> _Task_
Please write what comes next in the report on China's parade marking Japan's Second World War defeat, picking up after its last paragraph.

China stages massive military parade to mark Japan's Second World War defeat

Chinese military personnel sing ahead of the parade commemorating Japan's surrender during the Second World War (AP)
Chinese military personnel sing ahead of the parade commemorating Japan's surrender during the Second World War (AP)
Chinese soldiers march into position ahead of a military parade commemorating the 70th anniversary of Japan's surrender (AP)
Russian president Vladimir Putin, centre, is assisted to his place as Chinese president Xi Jinping, right, watches ahead of the parade (AP)

China staged a huge military parade through Beijing to commemorate Japan's Second World War defeat while underlining President Xi Jinping's determination to make his country Asia's pre-eminent power.

The spectacle involved more than 12,000 troops, 500 pieces of military hardware and 200 aircraft of various types, representing what military officials say is the Chinese military's most cutting-edge technology.

Mr Xi kicked off the proceedings with a speech at the historic Tiananmen Gate in the heart of Beijing, flanked by Chinese leaders and foreign dignitaries, including Russian leader Vladimir Putin, South Korean President Park Geun-hye and UN Secretary General Ban Ki-moon.

"The experience of war makes people value peace even more," he said. "Regardless of the progress of events, China will never seek hegemony, China will never seek to expand and will never inflict the tragedies it suffered in the past upon others."

> _Listing_
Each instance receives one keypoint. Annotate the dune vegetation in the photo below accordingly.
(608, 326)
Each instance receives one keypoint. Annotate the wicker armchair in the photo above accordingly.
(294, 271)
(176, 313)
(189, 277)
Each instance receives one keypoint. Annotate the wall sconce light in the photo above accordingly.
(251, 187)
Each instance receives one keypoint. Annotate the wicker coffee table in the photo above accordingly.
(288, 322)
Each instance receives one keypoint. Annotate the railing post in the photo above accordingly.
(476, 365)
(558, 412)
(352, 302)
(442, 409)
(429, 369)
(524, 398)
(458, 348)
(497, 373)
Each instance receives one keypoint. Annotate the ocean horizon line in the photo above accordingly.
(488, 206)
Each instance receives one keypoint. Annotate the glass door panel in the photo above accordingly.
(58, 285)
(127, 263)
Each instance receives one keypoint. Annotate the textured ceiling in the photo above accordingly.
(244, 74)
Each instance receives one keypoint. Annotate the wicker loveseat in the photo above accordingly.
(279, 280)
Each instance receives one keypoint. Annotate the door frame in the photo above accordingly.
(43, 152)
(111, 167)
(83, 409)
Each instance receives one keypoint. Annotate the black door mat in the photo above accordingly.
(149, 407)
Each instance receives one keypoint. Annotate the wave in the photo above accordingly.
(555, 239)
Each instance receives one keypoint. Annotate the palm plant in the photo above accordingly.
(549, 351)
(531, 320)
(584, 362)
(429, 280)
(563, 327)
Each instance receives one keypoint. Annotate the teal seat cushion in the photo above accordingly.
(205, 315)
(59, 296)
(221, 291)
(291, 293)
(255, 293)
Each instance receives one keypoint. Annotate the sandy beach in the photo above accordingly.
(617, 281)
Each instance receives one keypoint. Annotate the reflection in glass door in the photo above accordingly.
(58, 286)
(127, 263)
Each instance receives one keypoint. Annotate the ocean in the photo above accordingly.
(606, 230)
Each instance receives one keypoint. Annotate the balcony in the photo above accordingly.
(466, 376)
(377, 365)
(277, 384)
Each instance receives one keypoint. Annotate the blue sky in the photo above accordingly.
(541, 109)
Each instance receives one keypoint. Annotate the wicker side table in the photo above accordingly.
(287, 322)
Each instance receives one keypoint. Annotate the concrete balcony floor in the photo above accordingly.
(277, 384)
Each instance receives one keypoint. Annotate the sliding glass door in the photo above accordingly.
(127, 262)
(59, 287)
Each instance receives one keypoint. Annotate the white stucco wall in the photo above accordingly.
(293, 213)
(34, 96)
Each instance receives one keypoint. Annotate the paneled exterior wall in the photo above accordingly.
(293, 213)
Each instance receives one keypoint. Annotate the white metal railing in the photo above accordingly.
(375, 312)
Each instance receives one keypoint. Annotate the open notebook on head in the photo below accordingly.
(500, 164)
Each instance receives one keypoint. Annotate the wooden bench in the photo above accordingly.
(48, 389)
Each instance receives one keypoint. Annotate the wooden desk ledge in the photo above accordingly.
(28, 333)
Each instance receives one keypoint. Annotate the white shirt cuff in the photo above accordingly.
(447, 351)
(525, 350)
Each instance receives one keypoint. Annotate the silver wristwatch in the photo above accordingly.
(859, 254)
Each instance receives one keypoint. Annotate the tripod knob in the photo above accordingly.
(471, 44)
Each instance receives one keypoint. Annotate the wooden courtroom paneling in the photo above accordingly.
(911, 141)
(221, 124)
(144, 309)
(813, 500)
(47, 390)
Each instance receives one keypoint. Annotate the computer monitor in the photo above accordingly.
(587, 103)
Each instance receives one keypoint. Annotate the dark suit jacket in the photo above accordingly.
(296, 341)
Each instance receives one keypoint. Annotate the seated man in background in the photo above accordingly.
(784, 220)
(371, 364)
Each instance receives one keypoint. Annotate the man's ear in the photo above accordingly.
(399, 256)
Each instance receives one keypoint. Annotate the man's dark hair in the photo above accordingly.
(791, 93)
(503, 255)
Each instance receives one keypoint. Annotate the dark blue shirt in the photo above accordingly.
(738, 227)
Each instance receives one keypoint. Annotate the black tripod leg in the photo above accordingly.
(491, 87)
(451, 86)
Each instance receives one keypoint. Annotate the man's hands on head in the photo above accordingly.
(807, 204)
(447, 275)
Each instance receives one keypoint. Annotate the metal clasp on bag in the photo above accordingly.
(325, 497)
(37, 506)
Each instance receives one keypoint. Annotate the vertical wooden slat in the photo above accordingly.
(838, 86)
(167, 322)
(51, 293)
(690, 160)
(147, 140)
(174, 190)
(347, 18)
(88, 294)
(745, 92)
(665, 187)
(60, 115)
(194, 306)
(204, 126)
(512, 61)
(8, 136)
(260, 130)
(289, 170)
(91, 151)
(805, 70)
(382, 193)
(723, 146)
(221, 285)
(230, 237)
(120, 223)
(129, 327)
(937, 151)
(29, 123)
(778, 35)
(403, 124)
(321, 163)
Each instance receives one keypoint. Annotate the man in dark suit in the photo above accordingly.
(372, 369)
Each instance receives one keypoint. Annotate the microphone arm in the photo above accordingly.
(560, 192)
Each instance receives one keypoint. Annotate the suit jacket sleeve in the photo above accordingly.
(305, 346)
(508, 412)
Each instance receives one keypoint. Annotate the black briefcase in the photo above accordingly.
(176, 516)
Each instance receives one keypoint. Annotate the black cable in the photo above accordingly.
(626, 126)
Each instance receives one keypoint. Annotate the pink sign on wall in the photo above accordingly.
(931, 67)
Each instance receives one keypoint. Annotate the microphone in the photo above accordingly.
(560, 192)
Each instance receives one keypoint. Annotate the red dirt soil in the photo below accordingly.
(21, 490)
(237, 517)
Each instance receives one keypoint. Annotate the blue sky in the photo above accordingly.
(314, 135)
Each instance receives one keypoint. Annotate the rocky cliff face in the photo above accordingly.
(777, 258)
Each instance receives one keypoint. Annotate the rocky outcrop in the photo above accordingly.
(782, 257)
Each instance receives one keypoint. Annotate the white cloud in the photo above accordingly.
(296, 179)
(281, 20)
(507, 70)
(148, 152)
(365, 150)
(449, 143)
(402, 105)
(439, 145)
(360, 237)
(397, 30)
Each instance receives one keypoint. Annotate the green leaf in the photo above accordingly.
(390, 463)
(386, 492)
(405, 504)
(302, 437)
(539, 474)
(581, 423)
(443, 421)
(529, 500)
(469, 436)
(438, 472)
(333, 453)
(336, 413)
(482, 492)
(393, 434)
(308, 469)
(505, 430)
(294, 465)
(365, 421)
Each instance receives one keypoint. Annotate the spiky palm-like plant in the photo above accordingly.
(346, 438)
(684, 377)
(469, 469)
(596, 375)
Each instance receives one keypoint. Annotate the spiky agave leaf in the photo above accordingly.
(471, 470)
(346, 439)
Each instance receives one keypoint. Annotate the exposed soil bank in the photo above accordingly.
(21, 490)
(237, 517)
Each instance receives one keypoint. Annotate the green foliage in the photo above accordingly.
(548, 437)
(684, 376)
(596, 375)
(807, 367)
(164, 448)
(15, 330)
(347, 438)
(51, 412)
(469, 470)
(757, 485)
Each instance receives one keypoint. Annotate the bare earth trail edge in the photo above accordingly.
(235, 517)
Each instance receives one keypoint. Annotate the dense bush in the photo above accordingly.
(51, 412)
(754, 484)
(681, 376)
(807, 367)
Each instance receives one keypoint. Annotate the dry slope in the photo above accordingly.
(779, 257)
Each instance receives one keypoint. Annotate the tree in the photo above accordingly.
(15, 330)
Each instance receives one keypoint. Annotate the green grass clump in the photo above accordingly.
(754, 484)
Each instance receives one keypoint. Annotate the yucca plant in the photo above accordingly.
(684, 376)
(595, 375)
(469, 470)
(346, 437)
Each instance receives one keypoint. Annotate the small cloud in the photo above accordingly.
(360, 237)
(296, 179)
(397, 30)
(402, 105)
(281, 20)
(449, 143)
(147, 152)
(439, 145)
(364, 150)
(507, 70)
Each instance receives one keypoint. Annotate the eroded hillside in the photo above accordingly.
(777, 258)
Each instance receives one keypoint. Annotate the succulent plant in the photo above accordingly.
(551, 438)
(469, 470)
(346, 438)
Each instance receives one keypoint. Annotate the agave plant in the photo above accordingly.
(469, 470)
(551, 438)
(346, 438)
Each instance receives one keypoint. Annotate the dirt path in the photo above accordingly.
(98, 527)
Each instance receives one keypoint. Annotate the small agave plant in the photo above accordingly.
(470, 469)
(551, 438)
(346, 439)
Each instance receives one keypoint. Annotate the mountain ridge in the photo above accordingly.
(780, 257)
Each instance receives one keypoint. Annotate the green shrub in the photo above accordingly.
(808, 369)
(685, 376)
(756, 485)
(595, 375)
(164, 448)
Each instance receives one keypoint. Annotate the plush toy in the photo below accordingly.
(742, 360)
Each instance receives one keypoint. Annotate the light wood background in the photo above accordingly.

> _Result_
Mr Xi also pledged to cut 300,000 troops from the People's Liberation Army, the world's largest army which currently has 2.3 million troops.

He then drove past the assembled troops in a Chinese-made Red Flag limousine, standing up through a sun roof with four microphones mounted in front of him, calling out "Greetings, Comrades" every few moments.

The parade is part of commemorations packaged to bolster the ruling Communist Party's self-declared role as the driving force behind Japan's defeat 70 years ago and saviour of the nation, though historians say the rival Nationalists did most of the fighting. The events also minimise the role of the US, Britain and others.

Most leading democracies kept high-level representatives away, reflecting concerns over the parade's anti-Japanese subtext and China's aggressive moves to assert territorial claims.